## Source material
* * *

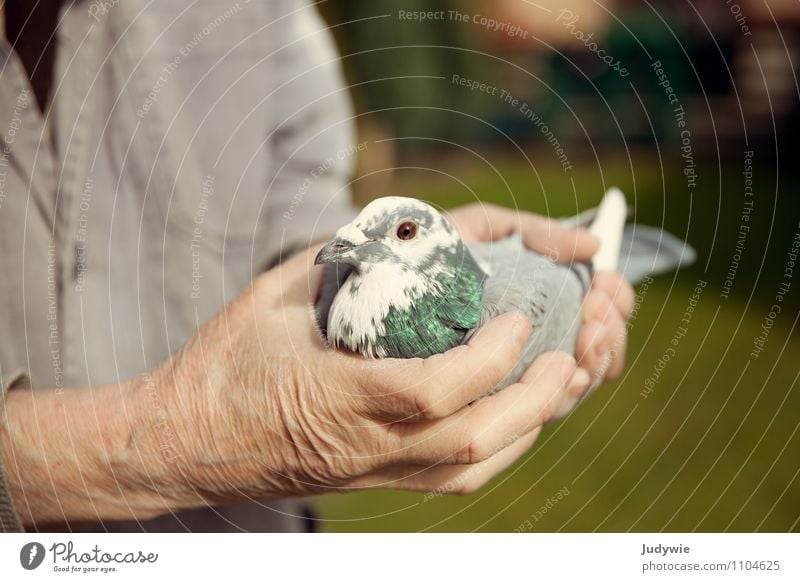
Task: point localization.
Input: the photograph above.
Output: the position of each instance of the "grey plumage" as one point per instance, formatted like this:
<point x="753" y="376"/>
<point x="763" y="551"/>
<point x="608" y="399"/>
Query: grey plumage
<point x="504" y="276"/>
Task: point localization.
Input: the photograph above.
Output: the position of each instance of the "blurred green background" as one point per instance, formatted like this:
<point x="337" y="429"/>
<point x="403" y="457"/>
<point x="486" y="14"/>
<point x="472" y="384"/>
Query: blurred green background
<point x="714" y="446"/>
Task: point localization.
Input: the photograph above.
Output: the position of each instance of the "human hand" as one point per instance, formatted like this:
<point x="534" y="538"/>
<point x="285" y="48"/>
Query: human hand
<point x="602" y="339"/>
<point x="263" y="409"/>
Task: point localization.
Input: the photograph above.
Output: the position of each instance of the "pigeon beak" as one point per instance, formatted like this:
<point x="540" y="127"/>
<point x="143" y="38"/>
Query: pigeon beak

* * *

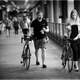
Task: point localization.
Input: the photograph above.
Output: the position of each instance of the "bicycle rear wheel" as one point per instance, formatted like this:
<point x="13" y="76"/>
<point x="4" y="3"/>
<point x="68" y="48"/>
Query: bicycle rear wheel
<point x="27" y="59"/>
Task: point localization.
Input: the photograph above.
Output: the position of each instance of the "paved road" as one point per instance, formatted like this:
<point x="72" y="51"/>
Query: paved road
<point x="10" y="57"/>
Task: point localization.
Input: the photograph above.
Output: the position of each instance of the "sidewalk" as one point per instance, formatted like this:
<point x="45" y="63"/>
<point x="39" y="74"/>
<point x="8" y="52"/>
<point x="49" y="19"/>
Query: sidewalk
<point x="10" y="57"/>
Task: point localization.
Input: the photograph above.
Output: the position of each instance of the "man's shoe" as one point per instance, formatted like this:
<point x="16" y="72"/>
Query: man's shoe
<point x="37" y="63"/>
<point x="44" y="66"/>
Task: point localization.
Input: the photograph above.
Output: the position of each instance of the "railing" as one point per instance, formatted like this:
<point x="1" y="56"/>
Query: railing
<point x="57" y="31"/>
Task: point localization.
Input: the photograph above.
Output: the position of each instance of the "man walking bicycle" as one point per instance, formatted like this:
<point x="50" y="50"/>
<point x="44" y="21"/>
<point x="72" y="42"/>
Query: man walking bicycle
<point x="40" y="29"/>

* * *

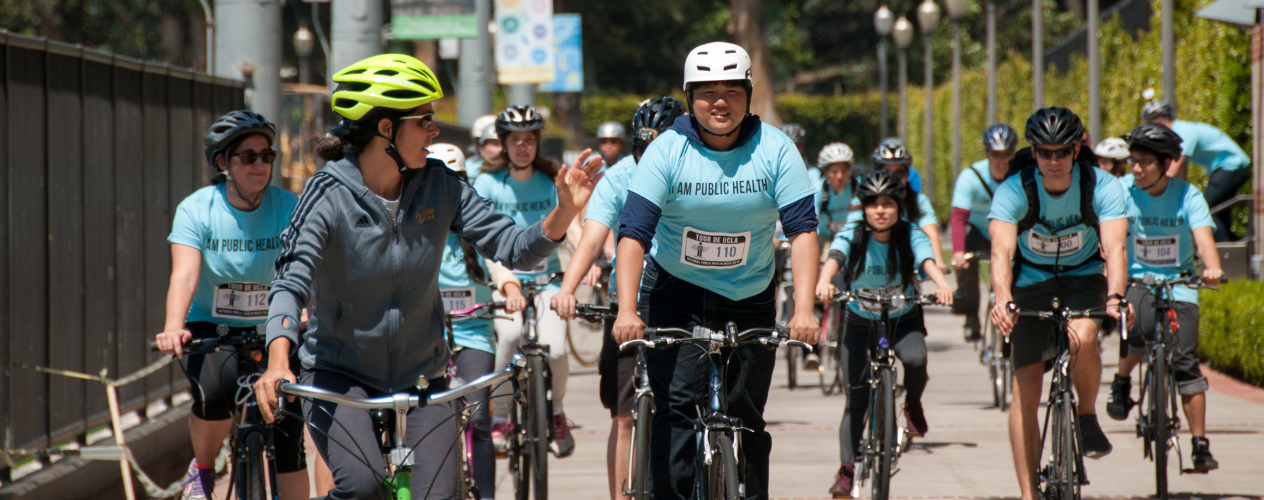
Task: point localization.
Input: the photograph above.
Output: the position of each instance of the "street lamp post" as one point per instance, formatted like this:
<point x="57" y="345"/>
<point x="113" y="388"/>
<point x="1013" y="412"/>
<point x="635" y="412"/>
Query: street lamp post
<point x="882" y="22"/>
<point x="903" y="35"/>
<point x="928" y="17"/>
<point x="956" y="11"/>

* * *

## Your objective
Filter the listing above for the string "formatted" and copy every matching line.

## Task answer
Output: the position of each instance of the "grey plumage" as one point per instance, formatted like this:
Output: the position of each instance of the "blurred green background" as one point per instance, formatted like this:
Output: the position of each instance of the "human hand" as one point per instance, formatted like this:
Output: the position of each instance of the "pigeon beak" as one point per instance, formatted like this:
Output: the position of each instance of the "bicycle rear wheel" as one point per instance, formatted like this:
Output: the position of each instance of the "paved road" as one point per instance, formatted like this:
Output: the position of each instance of the "sidewalk" as one point per instance, formatted like this:
Output: the position of each instance of the "man's shoe" as one point per instance, formatted like this:
Output: the position of each instance of the "railing" as one point per instance, formatted like this:
Output: the position of each instance of the "man walking bicycle" as one point per instance, formatted like this:
Output: the position of each instance of the "street lamp post" as one point per instance, formatted like this:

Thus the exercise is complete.